§ **YOUR GOAL**
Repeat all of the data precisely.

RECORDS SHOWN below:

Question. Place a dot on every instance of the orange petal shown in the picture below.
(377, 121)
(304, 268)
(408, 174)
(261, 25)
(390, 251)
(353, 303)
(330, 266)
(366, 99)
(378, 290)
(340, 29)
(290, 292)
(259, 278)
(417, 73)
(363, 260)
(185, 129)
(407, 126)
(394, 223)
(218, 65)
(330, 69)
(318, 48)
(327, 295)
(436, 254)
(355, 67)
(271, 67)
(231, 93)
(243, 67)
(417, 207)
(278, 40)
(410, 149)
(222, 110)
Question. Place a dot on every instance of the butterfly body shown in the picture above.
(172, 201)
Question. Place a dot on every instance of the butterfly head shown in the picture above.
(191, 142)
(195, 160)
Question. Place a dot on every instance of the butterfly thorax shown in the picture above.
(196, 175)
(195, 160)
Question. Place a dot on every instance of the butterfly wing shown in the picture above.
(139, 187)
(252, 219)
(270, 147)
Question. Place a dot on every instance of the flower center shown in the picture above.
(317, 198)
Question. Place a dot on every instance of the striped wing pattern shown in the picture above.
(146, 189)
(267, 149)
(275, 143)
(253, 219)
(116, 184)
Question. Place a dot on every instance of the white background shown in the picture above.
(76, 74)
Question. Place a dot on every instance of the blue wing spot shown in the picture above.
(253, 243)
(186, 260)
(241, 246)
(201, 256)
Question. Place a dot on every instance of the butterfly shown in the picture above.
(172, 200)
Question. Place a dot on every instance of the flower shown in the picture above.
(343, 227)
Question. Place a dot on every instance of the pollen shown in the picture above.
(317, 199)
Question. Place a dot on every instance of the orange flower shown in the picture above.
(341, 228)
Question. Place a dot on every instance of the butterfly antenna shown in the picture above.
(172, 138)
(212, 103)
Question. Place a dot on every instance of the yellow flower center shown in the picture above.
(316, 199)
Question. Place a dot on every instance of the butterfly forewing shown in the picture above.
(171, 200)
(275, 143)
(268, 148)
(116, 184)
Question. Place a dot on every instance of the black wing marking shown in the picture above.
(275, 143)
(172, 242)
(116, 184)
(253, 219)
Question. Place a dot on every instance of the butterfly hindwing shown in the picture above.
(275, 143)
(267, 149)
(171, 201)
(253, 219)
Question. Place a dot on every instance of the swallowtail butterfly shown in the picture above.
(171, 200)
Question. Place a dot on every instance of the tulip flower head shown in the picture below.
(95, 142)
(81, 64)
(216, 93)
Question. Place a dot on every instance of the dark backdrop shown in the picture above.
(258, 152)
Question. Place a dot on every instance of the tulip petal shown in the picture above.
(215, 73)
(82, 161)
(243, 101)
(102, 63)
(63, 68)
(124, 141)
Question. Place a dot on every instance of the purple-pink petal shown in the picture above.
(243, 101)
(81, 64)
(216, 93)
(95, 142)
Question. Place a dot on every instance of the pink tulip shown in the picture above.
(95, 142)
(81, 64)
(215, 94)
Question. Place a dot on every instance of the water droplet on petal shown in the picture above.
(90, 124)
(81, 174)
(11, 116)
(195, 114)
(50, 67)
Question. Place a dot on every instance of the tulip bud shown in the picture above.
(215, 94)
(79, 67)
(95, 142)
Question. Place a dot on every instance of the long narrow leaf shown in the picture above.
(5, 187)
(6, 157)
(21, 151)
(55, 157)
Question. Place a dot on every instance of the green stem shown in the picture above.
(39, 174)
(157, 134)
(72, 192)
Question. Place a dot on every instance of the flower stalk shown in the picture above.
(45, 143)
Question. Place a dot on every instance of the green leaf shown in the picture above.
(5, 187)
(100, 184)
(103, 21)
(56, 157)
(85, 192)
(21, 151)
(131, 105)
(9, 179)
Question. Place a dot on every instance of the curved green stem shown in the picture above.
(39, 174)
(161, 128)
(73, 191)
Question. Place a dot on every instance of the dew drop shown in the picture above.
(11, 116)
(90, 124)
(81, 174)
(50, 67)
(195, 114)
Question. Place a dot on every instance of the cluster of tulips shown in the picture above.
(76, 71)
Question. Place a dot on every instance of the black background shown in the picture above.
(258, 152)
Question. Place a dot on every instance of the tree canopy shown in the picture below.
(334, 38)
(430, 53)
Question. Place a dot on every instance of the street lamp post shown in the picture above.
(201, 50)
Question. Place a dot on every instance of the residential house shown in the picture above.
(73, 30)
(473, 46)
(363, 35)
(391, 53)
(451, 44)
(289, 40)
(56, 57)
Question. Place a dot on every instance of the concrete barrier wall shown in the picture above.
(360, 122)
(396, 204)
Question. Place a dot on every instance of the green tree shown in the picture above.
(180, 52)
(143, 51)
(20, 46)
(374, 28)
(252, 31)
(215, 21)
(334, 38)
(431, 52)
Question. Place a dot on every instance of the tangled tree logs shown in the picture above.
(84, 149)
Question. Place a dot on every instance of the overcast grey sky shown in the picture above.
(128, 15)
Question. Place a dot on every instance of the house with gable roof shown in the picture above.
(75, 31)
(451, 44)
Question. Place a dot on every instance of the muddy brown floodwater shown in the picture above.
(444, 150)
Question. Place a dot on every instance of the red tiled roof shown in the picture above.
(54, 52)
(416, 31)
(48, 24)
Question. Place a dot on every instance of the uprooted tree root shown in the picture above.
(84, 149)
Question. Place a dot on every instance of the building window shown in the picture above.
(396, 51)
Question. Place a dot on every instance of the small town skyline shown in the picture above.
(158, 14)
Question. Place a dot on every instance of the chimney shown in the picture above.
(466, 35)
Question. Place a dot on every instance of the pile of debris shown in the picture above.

End of RECORDS SHOWN.

§ **SOLUTION BELOW**
Question. Place a dot on every instance of the orange petal shown in the picture below.
(377, 121)
(304, 268)
(408, 174)
(261, 25)
(390, 251)
(353, 303)
(330, 266)
(366, 99)
(378, 290)
(340, 29)
(290, 292)
(259, 278)
(417, 73)
(363, 260)
(185, 129)
(407, 126)
(394, 223)
(218, 65)
(330, 69)
(318, 48)
(327, 295)
(436, 254)
(355, 67)
(271, 67)
(231, 93)
(243, 67)
(417, 207)
(278, 40)
(410, 149)
(222, 110)
Question. Place a dot on every instance of the butterfly body shown in the picture above.
(172, 201)
Question. Place a dot on every instance of the butterfly head shown in the picture above.
(191, 142)
(195, 160)
Question. Place a dot on every instance of the butterfly thorax shown in the picture above.
(196, 175)
(195, 160)
Question. Place a dot on every instance of the butterfly wing shown in the picture above.
(139, 187)
(252, 219)
(270, 147)
Question. Place a dot on every instance of the flower center shown in the picture above.
(317, 198)
Question. Place a dot on every instance of the striped wing pattern shown in the picture above.
(146, 189)
(267, 149)
(275, 143)
(253, 219)
(116, 184)
Question. Place a dot on every instance of the white background shown in the picture above.
(76, 74)
Question. Place a dot on every instance of the blue wing spot shown in the picture above.
(253, 243)
(186, 260)
(241, 246)
(201, 256)
Question. Place a dot on every instance of the butterfly shown in the picture above.
(172, 200)
Question. Place a dot on every instance of the flower shown in the picture above.
(343, 227)
Question. Place a dot on every instance of the pollen shown in the picture above.
(317, 199)
Question. Place a dot on every instance of the orange flower shown in the picture above.
(341, 228)
Question. Place a dot on every instance of the butterfly antenna shown in the picture above.
(172, 138)
(212, 103)
Question. Place a dot on every instance of the yellow flower center shown in the picture above.
(316, 199)
Question. Place a dot on every instance of the butterfly forewing shown in the picture above.
(171, 200)
(275, 143)
(268, 148)
(116, 184)
Question. Place a dot on every instance of the black wing marking shown in the picture above.
(275, 143)
(172, 242)
(116, 184)
(253, 219)
Question. Place a dot on every instance of the butterfly hindwing shown in the picture above.
(275, 143)
(267, 149)
(171, 201)
(253, 219)
Question. Place a dot on every instance of the swallowtail butterfly shown in the picture above.
(171, 200)
Question. Place a dot on every instance of the tulip flower head shown in the picture below.
(95, 142)
(81, 64)
(216, 93)
Question. Place a dot on every instance of the dark backdrop shown in the picture above.
(258, 152)
Question. Place a dot on every instance of the tulip petal shown in the picture above.
(215, 73)
(82, 161)
(243, 101)
(102, 63)
(63, 68)
(124, 141)
Question. Place a dot on every instance of the purple-pink petal shown in the picture above.
(243, 101)
(81, 64)
(216, 93)
(95, 142)
Question. Place a dot on every instance of the pink tulip shown in the picture above.
(95, 142)
(81, 64)
(215, 94)
Question. Place a dot on every instance of the water droplet on petal shown in the picture above.
(90, 124)
(81, 174)
(11, 116)
(195, 114)
(50, 67)
Question. Place a dot on every instance of the tulip bud shown in the picture above.
(215, 94)
(79, 67)
(95, 142)
Question. Place a dot on every instance of the long narrow leaf shown in the picture above.
(5, 187)
(6, 157)
(21, 151)
(55, 157)
Question. Place a dot on every instance of the green stem shown in the picture above.
(39, 174)
(157, 134)
(72, 192)
Question. Place a dot on every instance of the flower stalk shown in the picture above.
(45, 143)
Question. Place a dot on every instance of the green leaf shown in the picture above.
(5, 187)
(100, 184)
(103, 21)
(56, 157)
(85, 192)
(21, 151)
(131, 105)
(9, 179)
Question. Place a dot on every instance of the curved green stem shown in the picture above.
(39, 174)
(161, 128)
(73, 191)
Question. Place a dot on every instance of the dew drop shown in the picture above.
(11, 116)
(90, 124)
(81, 174)
(50, 67)
(195, 114)
Question. Place a dot on every instance of the cluster of tulips shown in the picture above.
(76, 71)
Question. Place a dot on every instance of the black background shown in the picture above.
(258, 152)
Question. Place a dot on every instance of the tree canopy shown in the picture below.
(334, 38)
(430, 53)
Question. Place a dot on every instance of the street lamp post shown in the picture above.
(201, 50)
Question. Place a dot on every instance of the residential house shown in the picture above.
(73, 30)
(473, 46)
(363, 35)
(391, 53)
(451, 44)
(289, 40)
(56, 57)
Question. Place a dot on every instance of the concrete barrier wall shown in the picture above.
(360, 122)
(396, 204)
Question. Place a dot on every instance of the green tree shown in the picture above.
(180, 52)
(143, 51)
(20, 46)
(374, 28)
(252, 31)
(215, 21)
(334, 38)
(431, 52)
Question. Place a dot on every instance of the tangled tree logs shown in the picture above.
(84, 149)
Question. Place a dot on every instance of the overcast grey sky shown in the picture above.
(128, 15)
Question. Place a dot on every instance of the house with gable roof shown in the picture above.
(75, 31)
(451, 44)
Question. Place a dot on every instance of the muddy brown floodwater shown in the picture above.
(444, 150)
Question. Place a dot on every instance of the red tiled roof shown in the picture above.
(54, 52)
(416, 31)
(48, 24)
Question. Place a dot on every instance of the uprooted tree root shown in the picture above.
(84, 149)
Question. Place a dot on every instance of the building window shown in the picture above.
(396, 51)
Question. Place a dot on every instance of the small town skyline shown in the picture above.
(158, 14)
Question. Place a dot on every instance of the chimney shown in the picture above.
(466, 35)
Question. Place a dot on every instance of the pile of debris shown in the picture above.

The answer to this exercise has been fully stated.